→ **Work to be completed**: Copy the listing below word for word, leaving out the pictures.

-- Start Records supplied --

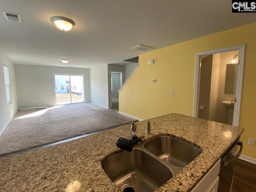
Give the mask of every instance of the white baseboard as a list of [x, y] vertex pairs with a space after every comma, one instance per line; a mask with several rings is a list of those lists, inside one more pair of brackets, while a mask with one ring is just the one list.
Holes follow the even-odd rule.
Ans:
[[2, 134], [3, 133], [3, 132], [4, 132], [4, 130], [6, 128], [6, 127], [7, 127], [7, 126], [8, 126], [8, 125], [9, 125], [9, 124], [11, 122], [11, 121], [12, 120], [12, 119], [13, 118], [13, 117], [14, 116], [14, 115], [15, 115], [15, 114], [16, 114], [16, 113], [17, 113], [17, 111], [18, 111], [18, 109], [16, 111], [16, 112], [15, 112], [14, 113], [14, 114], [13, 115], [12, 115], [12, 116], [11, 118], [11, 119], [8, 122], [7, 124], [6, 124], [6, 125], [4, 126], [4, 128], [3, 130], [1, 131], [1, 132], [0, 132], [0, 136], [1, 135], [2, 135]]
[[131, 117], [132, 118], [134, 118], [134, 119], [136, 119], [140, 121], [143, 121], [143, 119], [140, 119], [140, 118], [138, 118], [136, 117], [134, 117], [133, 116], [132, 116], [131, 115], [128, 115], [128, 114], [126, 114], [126, 113], [123, 113], [122, 112], [120, 112], [120, 111], [118, 111], [118, 113], [121, 113], [121, 114], [122, 114], [123, 115], [126, 115], [126, 116], [129, 116], [130, 117]]
[[256, 165], [256, 159], [254, 159], [251, 157], [248, 157], [243, 155], [241, 155], [239, 158], [242, 159], [242, 160], [244, 160], [244, 161], [253, 163]]
[[100, 104], [98, 104], [98, 103], [94, 103], [94, 102], [92, 102], [91, 101], [91, 103], [93, 103], [94, 104], [95, 104], [96, 105], [99, 105], [100, 106], [101, 106], [102, 107], [104, 107], [105, 108], [106, 108], [107, 109], [108, 108], [108, 107], [106, 107], [106, 106], [104, 106], [103, 105], [100, 105]]

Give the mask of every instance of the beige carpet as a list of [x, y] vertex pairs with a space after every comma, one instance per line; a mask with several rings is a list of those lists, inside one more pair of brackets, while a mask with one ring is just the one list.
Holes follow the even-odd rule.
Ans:
[[118, 111], [90, 103], [18, 111], [0, 136], [0, 155], [136, 120]]

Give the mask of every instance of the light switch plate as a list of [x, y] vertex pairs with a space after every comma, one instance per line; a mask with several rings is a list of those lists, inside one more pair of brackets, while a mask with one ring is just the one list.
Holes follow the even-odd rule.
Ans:
[[254, 146], [255, 144], [255, 139], [249, 138], [249, 141], [248, 141], [248, 144]]

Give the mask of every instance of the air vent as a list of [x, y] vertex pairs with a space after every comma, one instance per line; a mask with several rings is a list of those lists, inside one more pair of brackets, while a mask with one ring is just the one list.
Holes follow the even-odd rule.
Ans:
[[3, 11], [3, 13], [4, 15], [4, 17], [6, 19], [6, 20], [8, 21], [15, 21], [20, 23], [22, 22], [20, 15], [19, 14], [10, 13], [6, 11]]
[[147, 46], [144, 46], [142, 45], [137, 45], [137, 46], [135, 46], [135, 47], [130, 48], [131, 49], [135, 49], [136, 50], [138, 50], [139, 51], [148, 51], [149, 50], [153, 49], [154, 48], [152, 48], [150, 47], [148, 47]]

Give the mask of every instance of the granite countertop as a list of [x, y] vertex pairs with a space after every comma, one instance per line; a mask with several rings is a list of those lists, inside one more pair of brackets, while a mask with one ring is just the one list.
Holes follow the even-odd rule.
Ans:
[[[156, 191], [189, 192], [239, 137], [238, 127], [170, 114], [149, 120], [152, 135], [171, 135], [202, 150], [202, 153]], [[138, 134], [147, 120], [135, 123]], [[0, 159], [0, 191], [119, 191], [101, 167], [102, 160], [121, 152], [118, 137], [128, 138], [126, 125], [56, 145]]]

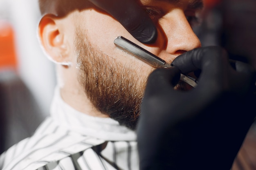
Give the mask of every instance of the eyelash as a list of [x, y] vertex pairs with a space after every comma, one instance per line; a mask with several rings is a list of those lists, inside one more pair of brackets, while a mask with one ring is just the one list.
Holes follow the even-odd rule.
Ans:
[[186, 16], [186, 18], [191, 26], [200, 22], [198, 18], [196, 16]]

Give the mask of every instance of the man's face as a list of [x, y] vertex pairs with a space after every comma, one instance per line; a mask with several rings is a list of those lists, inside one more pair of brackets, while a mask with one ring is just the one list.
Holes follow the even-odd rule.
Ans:
[[139, 114], [147, 78], [154, 68], [116, 47], [115, 38], [123, 36], [169, 63], [184, 52], [200, 46], [189, 20], [195, 16], [200, 1], [141, 2], [158, 29], [157, 41], [150, 45], [139, 42], [99, 9], [75, 11], [71, 23], [67, 23], [70, 32], [75, 33], [69, 37], [73, 40], [74, 62], [86, 96], [102, 113], [132, 129]]

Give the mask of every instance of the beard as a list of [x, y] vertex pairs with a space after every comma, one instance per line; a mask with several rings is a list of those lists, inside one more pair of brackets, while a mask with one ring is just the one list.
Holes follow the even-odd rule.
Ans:
[[[86, 96], [101, 113], [135, 130], [147, 78], [155, 68], [148, 67], [147, 73], [143, 74], [141, 71], [145, 68], [136, 64], [137, 59], [126, 64], [110, 57], [94, 48], [82, 33], [76, 31], [74, 44], [79, 81]], [[174, 89], [183, 90], [185, 86], [180, 82]]]
[[79, 80], [86, 96], [102, 113], [135, 130], [147, 77], [154, 69], [147, 75], [139, 73], [142, 67], [126, 64], [94, 49], [82, 32], [76, 31], [75, 45]]

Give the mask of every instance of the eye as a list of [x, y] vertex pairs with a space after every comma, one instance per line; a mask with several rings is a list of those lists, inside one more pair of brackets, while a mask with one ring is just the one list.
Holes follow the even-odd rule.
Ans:
[[152, 20], [158, 20], [164, 15], [163, 11], [159, 9], [148, 6], [143, 8]]

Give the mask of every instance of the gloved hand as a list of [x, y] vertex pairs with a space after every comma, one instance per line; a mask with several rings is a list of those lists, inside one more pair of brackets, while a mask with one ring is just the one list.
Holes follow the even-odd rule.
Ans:
[[137, 40], [153, 43], [157, 32], [155, 24], [134, 0], [90, 0], [117, 20]]
[[[218, 47], [186, 52], [172, 64], [148, 79], [137, 129], [141, 170], [229, 170], [256, 115], [254, 69], [230, 64]], [[173, 89], [180, 71], [197, 69], [195, 88]]]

-- End Records supplied --

→ **Correct result**:
Give the mask of every instance of the white baseboard as a list of [x, y] vertex pairs with a space after every comma, one instance per line; a mask with several rings is a list of those lists, inside one more pair of brackets, while a mask with one ring is just the one list.
Holes follow the even-odd rule.
Ans:
[[2, 134], [3, 133], [3, 132], [4, 132], [4, 130], [6, 128], [6, 127], [7, 127], [7, 126], [8, 126], [8, 125], [9, 125], [9, 124], [11, 122], [11, 121], [12, 120], [12, 119], [13, 118], [13, 117], [14, 116], [14, 115], [15, 115], [15, 114], [16, 114], [16, 113], [17, 113], [17, 111], [18, 111], [18, 109], [16, 111], [16, 112], [15, 112], [14, 113], [14, 114], [13, 115], [12, 115], [12, 116], [11, 118], [11, 119], [8, 122], [7, 124], [6, 124], [6, 125], [4, 126], [4, 128], [3, 130], [1, 131], [1, 132], [0, 132], [0, 136], [1, 135], [2, 135]]
[[131, 117], [132, 118], [134, 118], [134, 119], [136, 119], [140, 121], [143, 121], [143, 119], [140, 119], [140, 118], [138, 118], [136, 117], [134, 117], [133, 116], [132, 116], [131, 115], [128, 115], [128, 114], [126, 114], [126, 113], [123, 113], [122, 112], [120, 112], [120, 111], [118, 111], [118, 113], [121, 113], [121, 114], [122, 114], [123, 115], [126, 115], [126, 116], [129, 116], [130, 117]]
[[256, 165], [256, 159], [254, 159], [251, 157], [248, 157], [243, 155], [241, 155], [239, 158], [242, 159], [242, 160], [244, 160], [244, 161], [253, 163]]
[[100, 104], [98, 104], [98, 103], [94, 103], [94, 102], [92, 102], [91, 101], [91, 103], [93, 103], [94, 104], [95, 104], [96, 105], [99, 105], [100, 106], [101, 106], [102, 107], [104, 107], [105, 108], [106, 108], [107, 109], [108, 108], [108, 107], [106, 107], [106, 106], [104, 106], [103, 105], [100, 105]]

Give the mask of every instance of the beige carpet as a list of [x, y] vertex pairs with a space after every comma, one instance per line; a mask with several rings is a list of those lists, inside one more pair of brackets, while a mask with one ring is just the one list.
Holes follow the even-odd rule.
Ans:
[[118, 111], [90, 103], [18, 111], [0, 136], [0, 155], [136, 120]]

Give the mask of every instance of the light switch plate as a list of [x, y] vertex pairs with a space after every comma, one instance per line; a mask with several rings is a list of those lists, inside one more pair of brackets, while a mask with one ring is just the one list.
Holes follow the even-odd rule.
Ans:
[[254, 146], [255, 144], [255, 139], [249, 138], [249, 141], [248, 141], [248, 144]]

Give the mask of every instance of the air vent as a list of [x, y] vertex pairs with a space after every comma, one instance per line; a mask with several rings is a list of those lists, inside one more pair of brackets, while a mask with one ring is just the one list.
Holes follow the even-odd rule.
Ans:
[[3, 11], [3, 13], [4, 15], [4, 17], [6, 19], [6, 20], [8, 21], [15, 21], [20, 23], [22, 22], [20, 15], [19, 14], [10, 13], [6, 11]]
[[147, 46], [144, 46], [142, 45], [137, 45], [137, 46], [135, 46], [135, 47], [130, 48], [131, 49], [135, 49], [136, 50], [138, 50], [139, 51], [148, 51], [149, 50], [153, 49], [154, 48], [152, 48], [150, 47], [148, 47]]

Give the mask of every instance of the granite countertop as a list of [x, y] vertex pairs with a space after every comma, one instance per line; a mask with several rings is a list of those lists, inside one more pair of brackets, while a mask with one ring is just the one list.
Holes follow the even-odd rule.
Ans:
[[[156, 191], [189, 192], [239, 137], [238, 127], [170, 114], [149, 120], [152, 135], [171, 135], [202, 150], [202, 153]], [[138, 134], [147, 120], [135, 123]], [[0, 159], [0, 191], [119, 191], [101, 167], [102, 160], [121, 152], [118, 137], [128, 138], [126, 125], [56, 145]]]

Give the mask of every instance of the eyelash as a list of [x, y] vertex pairs with a space after every comma, one instance per line; a mask with several rings is a list of those lists, inside one more pair of brackets, while a mask with one ring is just the one list.
Holes follow the even-odd rule.
Ans:
[[186, 16], [186, 18], [191, 26], [200, 22], [198, 18], [196, 16]]

Give the mask of every instance of the man's face as a list of [x, y] vertex pairs with a space after every comma, one instance per line; a mask with several rings is a list of those lists, inside one more pair of brackets, while a mask with one ring is just the one list.
Holes follow the even-odd rule.
Ans:
[[139, 114], [147, 78], [154, 68], [116, 47], [115, 38], [123, 36], [169, 63], [184, 52], [200, 46], [189, 20], [195, 16], [200, 1], [141, 2], [158, 29], [157, 41], [150, 45], [139, 42], [99, 9], [75, 11], [71, 23], [67, 23], [70, 32], [75, 33], [69, 37], [73, 40], [74, 62], [86, 96], [102, 113], [132, 129]]

Give the mask of every instance of the beard as a list of [x, y] vertex pairs with a space after every comma, one instance per line; a mask with several rings is a list of those lists, inside one more pair of brackets, while a mask with one ring is just the one list.
Holes follow the even-odd rule.
Ans:
[[[86, 96], [101, 113], [135, 130], [147, 78], [155, 68], [148, 67], [147, 73], [143, 74], [141, 71], [145, 68], [136, 64], [137, 59], [126, 64], [110, 57], [94, 48], [82, 33], [76, 31], [74, 44], [79, 81]], [[174, 89], [183, 90], [185, 86], [180, 82]]]
[[79, 80], [86, 96], [102, 113], [135, 130], [147, 77], [154, 69], [147, 75], [139, 73], [142, 67], [126, 64], [94, 49], [82, 32], [76, 31], [75, 45]]

Give the mask of every instance of the eye as a list of [x, y] vertex pairs with a space after every comma, one instance per line; a mask with several rings is a list of those lists, inside one more pair of brackets, while a mask with one ring is just the one list.
Holes follow the even-odd rule.
Ans:
[[152, 20], [158, 20], [164, 15], [163, 11], [159, 9], [148, 6], [143, 8]]

Give the mask of every instance of the gloved hand as a list of [x, y] vertex pairs with a space after every comma, one instance per line; a mask with several rings is a list of those lists, inside one more pair of brackets, while a mask with one ring is just the one list.
Holes follow the even-odd rule.
Ans:
[[137, 40], [153, 43], [157, 32], [155, 24], [134, 0], [90, 0], [117, 20]]
[[[218, 47], [186, 52], [172, 64], [148, 79], [137, 129], [141, 170], [229, 170], [256, 115], [254, 69], [230, 64]], [[173, 89], [180, 71], [197, 69], [195, 88]]]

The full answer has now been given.